— start of Input rows —
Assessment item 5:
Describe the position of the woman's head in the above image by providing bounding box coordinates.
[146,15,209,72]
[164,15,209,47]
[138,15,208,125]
— end of Input rows —
__Description of the task__: Copy the material above line for line, changing no character.

__Solution to this task__:
Assessment item 5:
Describe the position of the woman's head in the above image by providing bounding box coordinates.
[146,15,209,72]
[164,15,209,47]
[138,15,208,125]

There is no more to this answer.